Recast every line of the records below as a numbered list, skipping any blank lines.
■ ■ ■ ■ ■
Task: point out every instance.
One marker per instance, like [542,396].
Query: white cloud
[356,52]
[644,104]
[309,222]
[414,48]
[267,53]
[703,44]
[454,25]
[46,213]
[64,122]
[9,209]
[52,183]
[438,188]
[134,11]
■ ■ ■ ■ ■
### Result of this exercise
1. Task: point out every instance.
2. One marker per instance, like [542,396].
3. Query: white cloud
4. [356,52]
5. [644,104]
6. [309,222]
7. [414,48]
8. [267,53]
9. [703,44]
10. [454,25]
11. [46,213]
12. [64,122]
13. [9,209]
14. [52,183]
15. [438,188]
16. [134,11]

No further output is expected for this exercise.